• **Tareas propuestas**
1. Reescribe el fragmento del hilo sobre el control de tonos con LM324 comprendido entre "aver no te entiendo" y "que puse antes)", ambos incluidos, sustituyendo "resistencias" por "resistores".
2. Según pandacba en el hilo sobre el control de tonos con LM324, ¿a qué potencial deben estar los pines 3 y 5?
3. Enumera todos los pares de valores de resistencia que se sustituyeron según el hilo sobre el control de tonos con LM324, indicando el valor original y el que lo reemplazó.

• **Texto proporcionado**
%%

# Control De Tonos LM324



## n4sh0 (Ago 24, 2011)

Estoy asiendo un control de tonos con el C:I: LM324 pero no me resulta nose si estoy aseindo mal las conexiones o esta pastilla realmente no resulta para esto. Necesito que alguienn me ayude porfa.

Reemplaze algunas resistencias porque en el mercado no se encuentran: 24K|22K, 11k|10k, 3.6k|3,3k, 750|820 y los terminal block de 3 pines son potenciometros de 100K.


----------



## pandacba (Ago 24, 2011)

El problema principal es que llos pines 3 y 5 tienen que estar a un potencial que es VCC/2 es decir es un esquema para fuente partida y alimentado con fuente simple, tal como esta se comporta como un compararador por eso n te funciona






Los pines tres y 5 para fuente simple no van a masa pone entre +B y masa dos resistencias de 10k en serie y a la union de ella uni los pines 3 y 5 y te funcionara

y la R entre los pines 2jy 3 y 5y6 sacalas


----------



## n4sh0 (Ago 24, 2011)

pandacba dijo:


> Los pines tres y 5 para fuente simple no van a masa pone entre +B y masa dos resistencias de 10k en serie y a la union de ella uni los pines 3 y 5 y te funcionara
> 
> y la R entre los pines 2jy 3 y 5y6 sacalas



aver no te entiendo muy bien tengo que puentear la pata 3 y 5 con 2 resistencias de 10k y la tiro a tierra o no?


----------



## pandacba (Ago 24, 2011)

NO, para nada

Lo que vos estas diciendo no sigue lo que yo expuse, lee lo que yo escribi y lee lo que vos preguntas y donce queda en lo que vos entendes que dije *"poner entre el +b y masa dos resistencias en serie"*

Podes entender estgo que acabo de poner?(es lo mismo que puse antes)


----------



## Tavo (Ago 24, 2011)

*Me gusta tu esquema Hugo*, el que pusiste. Si me hago un tiempo le diseño un buen PCB y lo armo; si funciona bien lo posteo. 

De dónde sacaste el esquema? Me suena algo conocido... pero no me acuerdo de dónde...

Saludos!

PS: Lo que si, me gusta más la idea de usar un OpAmp doble para cada canal, dos en total... Algo como dos TL072, creo que en un equipo "normal" deben andar bien; tengo varios de ellos...

%%

• **Datos proporcionados**
%%

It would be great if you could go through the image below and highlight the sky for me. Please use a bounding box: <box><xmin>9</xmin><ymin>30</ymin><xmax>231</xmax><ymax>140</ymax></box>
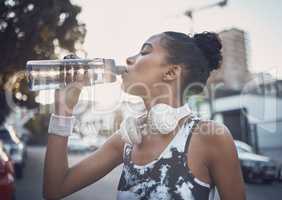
<box><xmin>72</xmin><ymin>0</ymin><xmax>282</xmax><ymax>77</ymax></box>
<box><xmin>36</xmin><ymin>0</ymin><xmax>282</xmax><ymax>104</ymax></box>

%%

• **Tareas resueltas**
1.
aver no te entiendo muy bien tengo que puentear la pata 3 y 5 con 2 resistores de 10k y la tiro a tierra o no?


----------



## pandacba (Ago 24, 2011)

NO, para nada

Lo que vos estas diciendo no sigue lo que yo expuse, lee lo que yo escribi y lee lo que vos preguntas y donce queda en lo que vos entendes que dije *"poner entre el +b y masa dos resistores en serie"*

Podes entender estgo que acabo de poner?(es lo mismo que puse antes)

2. A VCC/2.

3.
24K por 22K
11k por 10k
3.6k por 3,3k
750 por 820